Verilen Metin =
+--

Diyarbakır'ın Hanları hakkında özet bir bilgi ve günümüzde korunması gereken Çifte Han üzerine kurulu bu makalemizde ekonomi açısından çok, hanların mimarî özellikleri ve kendilerini değerli kılan hususları üzerinde duracağız. Elbette İpek Yolu üzerinde bulunan Diyarbakır'da belli mesafelerde kurulu hanlar vardır. Çınar'da Hana Ahpar, Ergani'de Hana Gevra, Eğil'de Hana Telham, Lice'de Hana Çeper  gibi. Bu hanlar da ilerde bir makalemizde özellikleriyle ele alınacaktır.
Kadîm Mezopotamya’da ticarî yolların güvenlik noktaları olan hanlar, İpek Yolu  üzerinde birbirine eşit mesafede, gündüz yola çıkanın akşama doğru varacağı doğrultuda  sistematik biçimde yapılmıştır. Hanları üretim ve satışın yapıldığı ile konaklama amaçlı hanlar şeklinde ayırmak  lazımdır. Konaklama amaçlı hanlar, incelememizin dışındadır. Bu  sebeple Diyarbakır hanlarını ele alırken daha çok şehir merkezinde bulunan hanların özelliklerini ele alacağız.
Ticaretin yoğunlaştığı İpek Yolu’nda kervanların konaklaması, ihtiyaçlarının giderilmesi yanında çıkış noktasından varış merkezine kadar güvenlikli ulaşım için caydırıcı kimi özelliklere de sahiptir.

+--

Malzeme =
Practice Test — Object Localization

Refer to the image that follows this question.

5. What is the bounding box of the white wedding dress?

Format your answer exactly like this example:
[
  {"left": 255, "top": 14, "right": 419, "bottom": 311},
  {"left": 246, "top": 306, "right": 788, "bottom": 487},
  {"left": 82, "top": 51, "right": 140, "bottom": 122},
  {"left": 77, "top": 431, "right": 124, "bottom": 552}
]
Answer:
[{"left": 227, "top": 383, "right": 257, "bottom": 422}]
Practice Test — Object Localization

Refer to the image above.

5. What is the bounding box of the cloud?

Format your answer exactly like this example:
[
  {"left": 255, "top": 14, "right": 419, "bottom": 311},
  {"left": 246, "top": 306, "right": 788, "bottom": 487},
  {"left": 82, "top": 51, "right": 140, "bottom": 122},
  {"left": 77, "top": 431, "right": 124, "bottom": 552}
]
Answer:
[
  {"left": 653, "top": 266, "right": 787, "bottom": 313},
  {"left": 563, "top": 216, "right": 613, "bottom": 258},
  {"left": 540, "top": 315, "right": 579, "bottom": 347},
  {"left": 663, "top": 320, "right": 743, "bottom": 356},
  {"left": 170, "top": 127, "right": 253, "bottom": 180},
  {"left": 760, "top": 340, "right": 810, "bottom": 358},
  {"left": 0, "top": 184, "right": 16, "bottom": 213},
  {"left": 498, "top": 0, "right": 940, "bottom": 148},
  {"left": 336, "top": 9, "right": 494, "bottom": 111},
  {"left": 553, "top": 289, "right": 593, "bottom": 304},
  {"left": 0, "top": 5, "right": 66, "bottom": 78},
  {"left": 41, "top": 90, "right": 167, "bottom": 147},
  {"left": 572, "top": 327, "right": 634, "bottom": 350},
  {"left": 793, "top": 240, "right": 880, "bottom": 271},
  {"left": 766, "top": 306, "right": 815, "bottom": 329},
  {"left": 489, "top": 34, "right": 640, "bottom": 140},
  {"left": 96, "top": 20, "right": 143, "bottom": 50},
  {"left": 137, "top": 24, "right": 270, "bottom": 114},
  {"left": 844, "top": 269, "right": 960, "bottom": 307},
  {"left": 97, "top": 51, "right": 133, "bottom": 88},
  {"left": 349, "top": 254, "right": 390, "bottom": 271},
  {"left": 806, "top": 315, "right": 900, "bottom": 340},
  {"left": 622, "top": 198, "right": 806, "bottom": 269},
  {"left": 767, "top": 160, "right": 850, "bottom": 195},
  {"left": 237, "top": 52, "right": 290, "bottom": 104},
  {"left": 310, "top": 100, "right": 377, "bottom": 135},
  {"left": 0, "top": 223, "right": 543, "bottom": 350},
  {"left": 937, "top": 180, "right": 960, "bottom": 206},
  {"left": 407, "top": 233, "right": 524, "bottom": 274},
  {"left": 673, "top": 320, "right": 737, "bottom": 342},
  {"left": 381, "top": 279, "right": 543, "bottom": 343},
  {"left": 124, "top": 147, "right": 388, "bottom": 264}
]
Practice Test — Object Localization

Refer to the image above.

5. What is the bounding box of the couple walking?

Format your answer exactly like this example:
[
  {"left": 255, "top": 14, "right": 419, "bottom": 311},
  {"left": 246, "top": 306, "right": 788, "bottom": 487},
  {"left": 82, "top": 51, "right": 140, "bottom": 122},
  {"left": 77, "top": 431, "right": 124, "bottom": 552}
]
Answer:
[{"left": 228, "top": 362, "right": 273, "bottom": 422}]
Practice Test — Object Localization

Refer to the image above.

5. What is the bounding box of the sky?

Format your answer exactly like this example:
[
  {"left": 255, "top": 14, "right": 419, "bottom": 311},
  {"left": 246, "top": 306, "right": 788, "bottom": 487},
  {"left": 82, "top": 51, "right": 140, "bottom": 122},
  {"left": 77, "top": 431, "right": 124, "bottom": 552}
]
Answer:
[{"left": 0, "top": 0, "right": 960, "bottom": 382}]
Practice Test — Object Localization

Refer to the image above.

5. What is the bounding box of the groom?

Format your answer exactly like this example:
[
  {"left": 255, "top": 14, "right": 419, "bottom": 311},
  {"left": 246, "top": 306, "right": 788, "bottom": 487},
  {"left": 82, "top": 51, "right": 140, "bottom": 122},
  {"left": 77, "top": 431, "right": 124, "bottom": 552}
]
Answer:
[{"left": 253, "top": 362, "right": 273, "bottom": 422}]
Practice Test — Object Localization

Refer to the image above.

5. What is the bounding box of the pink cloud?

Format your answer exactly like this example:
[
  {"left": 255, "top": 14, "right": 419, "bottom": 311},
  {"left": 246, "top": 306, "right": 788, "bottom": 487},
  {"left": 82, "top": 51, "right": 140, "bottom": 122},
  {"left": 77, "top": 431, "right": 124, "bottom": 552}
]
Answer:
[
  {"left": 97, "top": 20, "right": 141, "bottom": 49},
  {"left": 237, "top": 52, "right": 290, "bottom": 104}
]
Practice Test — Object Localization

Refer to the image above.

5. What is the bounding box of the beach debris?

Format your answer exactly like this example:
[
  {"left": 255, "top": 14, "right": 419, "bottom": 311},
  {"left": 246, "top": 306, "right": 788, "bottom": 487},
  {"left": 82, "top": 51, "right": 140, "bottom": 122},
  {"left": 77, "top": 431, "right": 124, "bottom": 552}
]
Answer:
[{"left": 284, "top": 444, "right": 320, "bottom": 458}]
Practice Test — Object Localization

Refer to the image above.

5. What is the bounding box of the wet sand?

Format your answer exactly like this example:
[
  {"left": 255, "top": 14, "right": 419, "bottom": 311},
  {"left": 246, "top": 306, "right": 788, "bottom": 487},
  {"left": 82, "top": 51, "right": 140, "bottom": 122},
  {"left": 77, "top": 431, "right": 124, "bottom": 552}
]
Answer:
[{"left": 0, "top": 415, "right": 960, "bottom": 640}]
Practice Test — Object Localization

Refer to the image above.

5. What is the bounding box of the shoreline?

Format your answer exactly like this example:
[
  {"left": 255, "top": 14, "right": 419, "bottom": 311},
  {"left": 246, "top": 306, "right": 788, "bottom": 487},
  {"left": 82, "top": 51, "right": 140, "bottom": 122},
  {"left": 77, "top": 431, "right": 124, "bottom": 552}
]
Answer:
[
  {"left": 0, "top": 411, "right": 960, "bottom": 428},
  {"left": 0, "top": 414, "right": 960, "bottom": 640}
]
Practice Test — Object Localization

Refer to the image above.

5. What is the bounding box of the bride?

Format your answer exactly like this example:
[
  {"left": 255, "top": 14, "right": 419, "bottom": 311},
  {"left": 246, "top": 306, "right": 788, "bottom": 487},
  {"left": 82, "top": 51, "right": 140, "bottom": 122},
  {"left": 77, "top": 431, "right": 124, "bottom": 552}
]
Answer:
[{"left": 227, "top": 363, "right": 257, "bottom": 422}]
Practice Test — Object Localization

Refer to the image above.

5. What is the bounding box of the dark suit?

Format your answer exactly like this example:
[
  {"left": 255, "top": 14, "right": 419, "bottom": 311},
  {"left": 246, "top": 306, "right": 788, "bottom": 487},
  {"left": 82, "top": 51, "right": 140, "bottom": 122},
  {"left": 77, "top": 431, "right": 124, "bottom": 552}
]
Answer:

+--

Yapılacak İş =
Diyarbakır hanlarını anlatan metnin “Kadîm Mezopotamya’da ticarî” sözleriyle başlayıp “özelliklerini ele alacağız.” sözleri de dahil olmak üzere biten bölümünü aynen aktarın. Yalnızca metinde yazanlara dayanın.

Görevin Yanıtı =
Kadîm Mezopotamya’da ticarî yolların güvenlik noktaları olan hanlar, İpek Yolu  üzerinde birbirine eşit mesafede, gündüz yola çıkanın akşama doğru varacağı doğrultuda  sistematik biçimde yapılmıştır. Hanları üretim ve satışın yapıldığı ile konaklama amaçlı hanlar şeklinde ayırmak  lazımdır. Konaklama amaçlı hanlar, incelememizin dışındadır. Bu  sebeple Diyarbakır hanlarını ele alırken daha çok şehir merkezinde bulunan hanların özelliklerini ele alacağız.